[[ Data listing, beginning ]]
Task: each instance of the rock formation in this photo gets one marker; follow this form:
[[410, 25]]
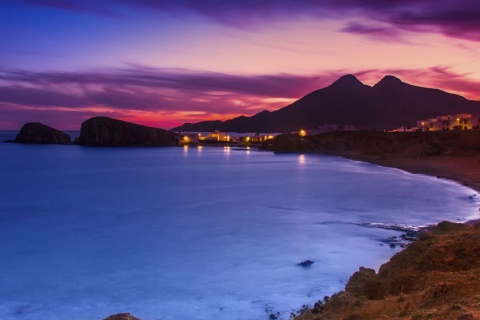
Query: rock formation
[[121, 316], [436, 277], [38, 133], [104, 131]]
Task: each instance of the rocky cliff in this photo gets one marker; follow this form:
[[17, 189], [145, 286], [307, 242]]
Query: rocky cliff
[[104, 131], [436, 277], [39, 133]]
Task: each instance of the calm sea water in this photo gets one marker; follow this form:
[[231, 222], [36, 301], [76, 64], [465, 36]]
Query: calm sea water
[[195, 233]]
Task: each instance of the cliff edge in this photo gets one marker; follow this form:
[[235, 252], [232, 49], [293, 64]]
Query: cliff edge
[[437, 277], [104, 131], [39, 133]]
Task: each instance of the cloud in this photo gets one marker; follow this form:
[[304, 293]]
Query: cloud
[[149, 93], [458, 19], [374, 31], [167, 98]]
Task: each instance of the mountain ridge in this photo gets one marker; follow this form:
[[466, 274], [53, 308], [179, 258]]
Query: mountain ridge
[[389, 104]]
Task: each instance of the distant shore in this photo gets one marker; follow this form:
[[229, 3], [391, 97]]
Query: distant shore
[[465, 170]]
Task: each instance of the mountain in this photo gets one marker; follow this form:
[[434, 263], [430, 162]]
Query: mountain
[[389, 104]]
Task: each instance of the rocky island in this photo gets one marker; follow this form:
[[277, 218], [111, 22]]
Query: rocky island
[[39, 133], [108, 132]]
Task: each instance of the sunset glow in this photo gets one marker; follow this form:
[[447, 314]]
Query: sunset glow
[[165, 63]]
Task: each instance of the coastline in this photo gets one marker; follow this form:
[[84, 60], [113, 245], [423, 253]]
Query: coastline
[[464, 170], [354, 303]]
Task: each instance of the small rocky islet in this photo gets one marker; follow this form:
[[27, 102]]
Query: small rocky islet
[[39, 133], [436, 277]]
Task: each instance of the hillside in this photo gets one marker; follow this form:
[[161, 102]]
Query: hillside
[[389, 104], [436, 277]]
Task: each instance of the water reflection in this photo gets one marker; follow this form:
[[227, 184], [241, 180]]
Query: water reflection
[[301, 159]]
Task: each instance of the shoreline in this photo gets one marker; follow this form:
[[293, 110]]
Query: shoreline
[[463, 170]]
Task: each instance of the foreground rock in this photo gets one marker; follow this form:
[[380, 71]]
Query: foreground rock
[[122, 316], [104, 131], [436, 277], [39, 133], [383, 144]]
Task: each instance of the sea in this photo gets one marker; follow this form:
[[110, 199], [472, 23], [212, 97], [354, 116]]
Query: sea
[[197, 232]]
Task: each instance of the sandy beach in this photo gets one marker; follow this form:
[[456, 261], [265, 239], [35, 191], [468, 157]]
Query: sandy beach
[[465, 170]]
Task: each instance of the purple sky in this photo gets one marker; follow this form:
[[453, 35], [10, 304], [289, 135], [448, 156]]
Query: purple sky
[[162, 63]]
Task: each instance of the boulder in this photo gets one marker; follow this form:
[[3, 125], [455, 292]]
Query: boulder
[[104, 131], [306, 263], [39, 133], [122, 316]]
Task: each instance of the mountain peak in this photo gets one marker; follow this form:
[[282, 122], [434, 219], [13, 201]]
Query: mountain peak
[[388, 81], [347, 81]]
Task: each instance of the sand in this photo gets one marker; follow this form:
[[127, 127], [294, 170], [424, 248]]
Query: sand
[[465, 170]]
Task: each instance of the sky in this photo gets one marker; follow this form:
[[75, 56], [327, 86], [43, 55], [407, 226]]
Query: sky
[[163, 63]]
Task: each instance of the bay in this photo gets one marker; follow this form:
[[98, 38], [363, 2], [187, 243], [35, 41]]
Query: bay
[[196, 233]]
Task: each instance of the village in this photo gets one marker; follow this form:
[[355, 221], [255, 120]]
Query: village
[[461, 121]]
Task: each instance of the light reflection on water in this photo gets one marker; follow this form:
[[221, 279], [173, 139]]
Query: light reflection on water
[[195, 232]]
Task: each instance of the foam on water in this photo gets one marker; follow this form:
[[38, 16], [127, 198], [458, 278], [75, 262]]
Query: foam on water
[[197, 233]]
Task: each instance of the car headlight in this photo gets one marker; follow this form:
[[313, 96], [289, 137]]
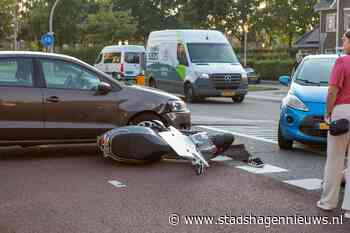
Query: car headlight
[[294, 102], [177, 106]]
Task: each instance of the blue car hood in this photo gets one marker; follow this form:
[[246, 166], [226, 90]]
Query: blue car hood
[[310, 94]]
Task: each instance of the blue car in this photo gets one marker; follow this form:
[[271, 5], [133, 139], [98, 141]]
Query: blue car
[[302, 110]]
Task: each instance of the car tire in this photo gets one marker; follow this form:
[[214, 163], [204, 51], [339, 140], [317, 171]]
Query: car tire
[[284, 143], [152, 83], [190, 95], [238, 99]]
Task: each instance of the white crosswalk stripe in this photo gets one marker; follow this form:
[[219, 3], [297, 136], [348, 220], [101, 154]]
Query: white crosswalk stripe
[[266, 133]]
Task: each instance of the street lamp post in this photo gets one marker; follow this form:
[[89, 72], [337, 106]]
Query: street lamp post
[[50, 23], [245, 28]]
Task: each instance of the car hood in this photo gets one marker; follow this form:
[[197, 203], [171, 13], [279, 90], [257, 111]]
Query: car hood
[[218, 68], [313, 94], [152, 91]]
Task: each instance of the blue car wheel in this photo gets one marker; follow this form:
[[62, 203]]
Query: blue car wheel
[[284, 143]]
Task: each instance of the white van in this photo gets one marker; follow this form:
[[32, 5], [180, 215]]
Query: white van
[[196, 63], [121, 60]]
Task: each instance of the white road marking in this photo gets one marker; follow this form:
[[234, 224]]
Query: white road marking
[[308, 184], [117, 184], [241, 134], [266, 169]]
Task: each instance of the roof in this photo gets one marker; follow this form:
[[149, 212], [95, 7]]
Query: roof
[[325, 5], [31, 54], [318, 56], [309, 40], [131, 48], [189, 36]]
[[ Data listing, end ]]
● **Task instructions**
Beginning at the line that holds "Query: car hood", reproduce the lines exactly up to and including the final line of the entries.

● **The completed task**
Query: car hood
[[218, 68], [313, 94], [152, 91]]
Task: each instance of the blue car wheel in this photo gets one marker; follow this form:
[[62, 203]]
Query: blue car wheel
[[284, 143]]
Task: each instance of the white van in this photo gets one marker; follow this form:
[[32, 5], [180, 215]]
Query: white van
[[196, 63], [121, 60]]
Task: each instance of the white road marking in this photo gets one marker; follow this form:
[[234, 224]]
Query: white road marking
[[308, 184], [117, 184], [241, 134], [266, 169]]
Task: each instance of the roof in this photo gets one marker; follow this form:
[[149, 212], [95, 7]]
Query: roof
[[325, 5], [31, 54], [318, 56], [309, 40], [131, 48], [189, 36]]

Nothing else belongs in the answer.